*Supplied information*:

........

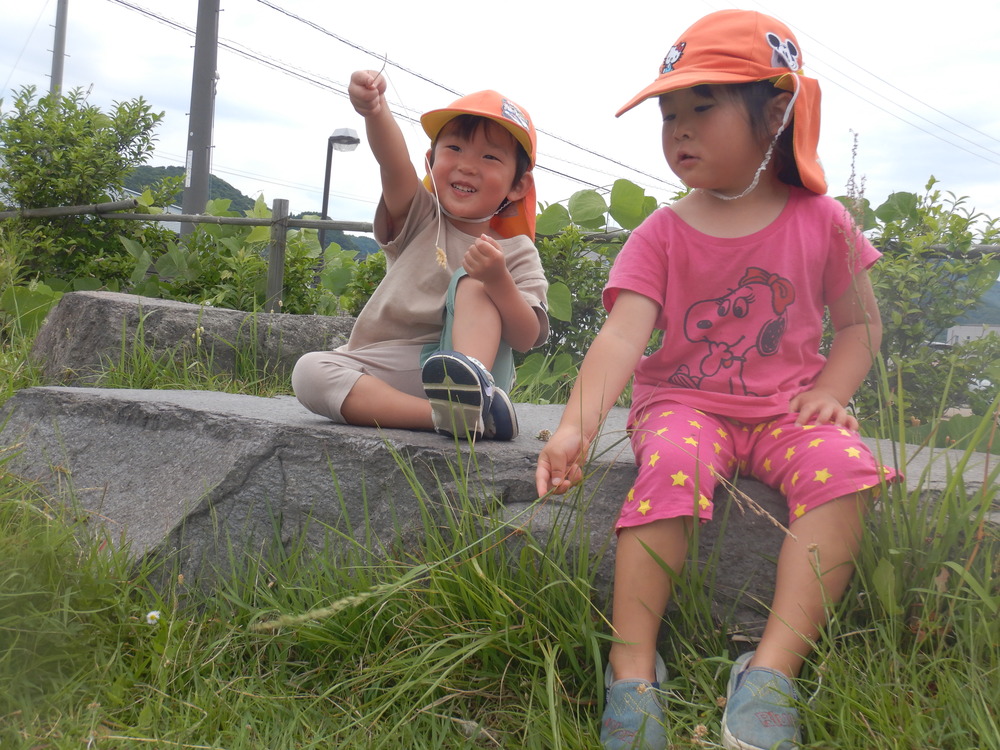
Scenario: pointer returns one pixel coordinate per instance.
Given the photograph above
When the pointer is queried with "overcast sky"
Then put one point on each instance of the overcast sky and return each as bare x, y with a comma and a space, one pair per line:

........

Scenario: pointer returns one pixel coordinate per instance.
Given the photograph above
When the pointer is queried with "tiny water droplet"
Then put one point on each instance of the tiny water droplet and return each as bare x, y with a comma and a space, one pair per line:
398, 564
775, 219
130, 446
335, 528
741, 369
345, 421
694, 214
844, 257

........

*Exercise goal*: Only lines that contain "overcast" are needed, so copy each of them from the data.

*Your response*:
When the pointer is queried with "overcast sky"
Then put one point on each instance of the overcast sky and return each as bare x, y with a comma and a space, one pair per line:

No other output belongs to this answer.